İnsan Kaynaklarında Yapay Zekâ Uygulamaları
İnsan Kaynakları fonksiyonunun pek çok alanında yapay zekâ uygulamaları yerini almaya başladı. Yapay zekâ ile; işe alım-çıkarımlar, performans değerlendirmeleri, eğitimler ve oryantasyon süreçleri, kariyer yönetimi ve koçluk gibi İK uygulamaları hem mali hem de zaman açısından çok daha verimli bir şekilde yönetiliyor.
Dijitalleşme başlamadan önce şirketler işe alım sürecinde adeta başvurular tarafından boğuluyorlardı. Her başvurunun tek tek incelenmesi, doğru kriterlere uygunluğunun belirlenmesi oldukça zaman alıcıydı. Pek çok başvuru arasından en doğru adayı bulmak oldukça uğraştırıyordu.
Yapay zekâ işe alım sürecine ilk olarak filtreler ile adım attı. Basit filtreleme algoritmaları sayesinde adaylar saniyeler içerisinde belirlenen kriterlere göre (mezun olunan okul, iş ve sektör tecrübesi, yurt dışı deneyimi vb.) ayrılabilmeye başlandı.
Çalışanların işyerindeki performansı ve bu performansın nasıl arttırılabileceği ‘İnsan Kaynakları’nın sorumluluk alanlarından bir diğeri. Yapılan performans değerlendirmeleri sayesinde çalışanlar hangi alanlarda eksik olduklarını görebiliyor, ayrıca verilen eğitimlerle de bu eksikliklerin giderilmesi hedefleniyor. Teknoloji ile şirketler çalışanları hakkında daha önce hiç olmadığı kadar veriye sahipler.
Her çalışan birbirinden farklı alanlara daha yatkın olduğu gibi, zayıf olunan alanlarda çalışandan çalışana değişkenlik gösteriyor. Bu da her çalışanın, yöneltilmesi gereken alanının ve gidermesi gereken zayıflıkların farklı olduğunu ortaya koyuyor.

*Bir veri kaynağından kayıtlar*
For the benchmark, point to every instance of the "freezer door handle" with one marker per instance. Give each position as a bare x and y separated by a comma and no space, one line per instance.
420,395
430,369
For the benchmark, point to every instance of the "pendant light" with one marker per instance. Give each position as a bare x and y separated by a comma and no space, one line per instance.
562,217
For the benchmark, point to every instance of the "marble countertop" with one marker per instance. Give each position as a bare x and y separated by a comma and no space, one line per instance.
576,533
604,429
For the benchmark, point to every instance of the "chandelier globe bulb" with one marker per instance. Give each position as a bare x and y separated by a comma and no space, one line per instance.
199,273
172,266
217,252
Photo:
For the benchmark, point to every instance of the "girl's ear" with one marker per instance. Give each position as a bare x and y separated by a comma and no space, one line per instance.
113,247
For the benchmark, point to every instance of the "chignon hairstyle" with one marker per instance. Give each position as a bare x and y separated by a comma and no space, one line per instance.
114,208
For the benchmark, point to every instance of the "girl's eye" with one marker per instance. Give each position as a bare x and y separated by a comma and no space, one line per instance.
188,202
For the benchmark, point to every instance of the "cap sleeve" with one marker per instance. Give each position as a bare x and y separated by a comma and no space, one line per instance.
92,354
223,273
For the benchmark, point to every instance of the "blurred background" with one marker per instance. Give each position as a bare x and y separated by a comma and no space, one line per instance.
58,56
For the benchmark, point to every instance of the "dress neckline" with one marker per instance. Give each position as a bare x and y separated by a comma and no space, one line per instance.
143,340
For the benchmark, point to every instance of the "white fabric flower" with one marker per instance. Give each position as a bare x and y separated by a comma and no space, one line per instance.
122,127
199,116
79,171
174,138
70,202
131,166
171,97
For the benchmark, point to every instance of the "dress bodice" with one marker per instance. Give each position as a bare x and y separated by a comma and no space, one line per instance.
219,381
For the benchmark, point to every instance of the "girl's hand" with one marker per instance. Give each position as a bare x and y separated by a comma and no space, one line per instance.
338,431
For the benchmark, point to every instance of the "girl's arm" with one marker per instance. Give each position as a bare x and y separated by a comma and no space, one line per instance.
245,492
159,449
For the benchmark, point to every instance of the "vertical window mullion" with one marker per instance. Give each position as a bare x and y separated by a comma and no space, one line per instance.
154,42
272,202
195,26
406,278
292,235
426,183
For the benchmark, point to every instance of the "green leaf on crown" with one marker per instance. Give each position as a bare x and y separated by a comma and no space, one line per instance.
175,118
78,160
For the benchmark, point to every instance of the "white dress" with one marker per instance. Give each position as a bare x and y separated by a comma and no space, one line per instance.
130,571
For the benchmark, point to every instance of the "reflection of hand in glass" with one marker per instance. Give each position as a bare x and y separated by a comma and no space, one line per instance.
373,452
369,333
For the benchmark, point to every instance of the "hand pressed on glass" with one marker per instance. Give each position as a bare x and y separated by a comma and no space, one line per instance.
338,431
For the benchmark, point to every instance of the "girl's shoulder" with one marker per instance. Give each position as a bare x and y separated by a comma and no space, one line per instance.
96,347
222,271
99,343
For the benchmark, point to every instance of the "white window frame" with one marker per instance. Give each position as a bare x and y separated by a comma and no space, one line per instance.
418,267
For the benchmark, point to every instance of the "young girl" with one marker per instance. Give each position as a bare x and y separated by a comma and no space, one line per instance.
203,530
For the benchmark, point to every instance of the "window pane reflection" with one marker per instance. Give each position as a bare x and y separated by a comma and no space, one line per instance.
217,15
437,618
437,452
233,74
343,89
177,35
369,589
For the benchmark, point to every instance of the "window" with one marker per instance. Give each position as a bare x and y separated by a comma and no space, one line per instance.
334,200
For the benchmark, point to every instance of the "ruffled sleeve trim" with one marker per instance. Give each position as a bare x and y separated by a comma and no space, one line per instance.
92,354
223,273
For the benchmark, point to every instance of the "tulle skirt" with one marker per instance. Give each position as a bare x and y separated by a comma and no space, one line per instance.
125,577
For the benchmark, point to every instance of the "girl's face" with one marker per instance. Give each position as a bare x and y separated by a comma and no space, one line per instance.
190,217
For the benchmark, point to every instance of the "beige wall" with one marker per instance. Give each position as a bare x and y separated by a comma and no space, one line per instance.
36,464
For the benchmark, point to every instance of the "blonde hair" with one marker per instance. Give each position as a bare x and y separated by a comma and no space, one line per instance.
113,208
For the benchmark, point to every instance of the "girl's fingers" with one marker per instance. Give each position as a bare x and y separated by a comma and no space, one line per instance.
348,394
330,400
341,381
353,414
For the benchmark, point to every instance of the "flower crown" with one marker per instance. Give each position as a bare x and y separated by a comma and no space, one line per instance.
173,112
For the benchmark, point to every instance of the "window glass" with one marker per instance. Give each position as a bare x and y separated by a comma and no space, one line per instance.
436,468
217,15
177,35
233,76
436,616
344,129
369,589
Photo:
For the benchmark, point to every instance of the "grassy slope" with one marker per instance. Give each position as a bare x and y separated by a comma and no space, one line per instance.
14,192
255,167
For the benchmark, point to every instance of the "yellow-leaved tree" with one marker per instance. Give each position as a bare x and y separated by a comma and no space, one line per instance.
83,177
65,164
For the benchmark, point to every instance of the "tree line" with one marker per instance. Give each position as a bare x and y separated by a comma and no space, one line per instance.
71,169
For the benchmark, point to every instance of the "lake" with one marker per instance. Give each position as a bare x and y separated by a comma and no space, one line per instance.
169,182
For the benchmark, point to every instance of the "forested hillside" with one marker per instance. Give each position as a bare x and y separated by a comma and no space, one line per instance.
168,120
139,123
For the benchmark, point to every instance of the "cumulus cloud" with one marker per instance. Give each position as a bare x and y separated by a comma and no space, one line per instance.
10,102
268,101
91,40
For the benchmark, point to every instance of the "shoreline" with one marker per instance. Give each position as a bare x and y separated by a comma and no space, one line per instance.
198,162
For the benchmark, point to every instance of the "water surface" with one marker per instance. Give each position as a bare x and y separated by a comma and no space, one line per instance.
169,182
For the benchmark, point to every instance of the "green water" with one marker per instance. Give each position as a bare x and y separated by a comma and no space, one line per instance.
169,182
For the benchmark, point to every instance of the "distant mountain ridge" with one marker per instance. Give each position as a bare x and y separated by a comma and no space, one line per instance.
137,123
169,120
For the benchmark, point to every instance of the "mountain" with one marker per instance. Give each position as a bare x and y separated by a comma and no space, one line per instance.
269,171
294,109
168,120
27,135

*Görev Talimatları*
(A) Yapay zekâ ve insan kaynakları metnine göre yapay zekâ işe alım sürecine ilk olarak ne ile adım attı?
(B) Yapay zekâ ve insan kaynakları metnindeki "Dijitalleşme başlamadan önce" ifadesinden "vb.) ayrılabilmeye başlandı." ifadesine kadar olan kısmı aynen yeniden yazın.
(C) Lütfen yapay zekâ ve insan kaynakları metnini iki cümleyle özetleyin.

*Görev Sonuçları*
(A) Filtreler ile.

(B)
Dijitalleşme başlamadan önce şirketler işe alım sürecinde adeta başvurular tarafından boğuluyorlardı. Her başvurunun tek tek incelenmesi, doğru kriterlere uygunluğunun belirlenmesi oldukça zaman alıcıydı. Pek çok başvuru arasından en doğru adayı bulmak oldukça uğraştırıyordu.
Yapay zekâ işe alım sürecine ilk olarak filtreler ile adım attı. Basit filtreleme algoritmaları sayesinde adaylar saniyeler içerisinde belirlenen kriterlere göre (mezun olunan okul, iş ve sektör tecrübesi, yurt dışı deneyimi vb.) ayrılabilmeye başlandı.

(C) İşe alım, performans değerlendirmesi, eğitim ve kariyer yönetimi gibi İK uygulamaları yapay zekâ ile hem mali hem de zaman açısından daha verimli yönetiliyor. Yapay zekâ işe alıma, adayları saniyeler içinde belirlenen kriterlere göre ayıran filtrelerle girdi; teknoloji sayesinde de şirketler çalışanları hakkında daha önce hiç olmadığı kadar veriye sahip.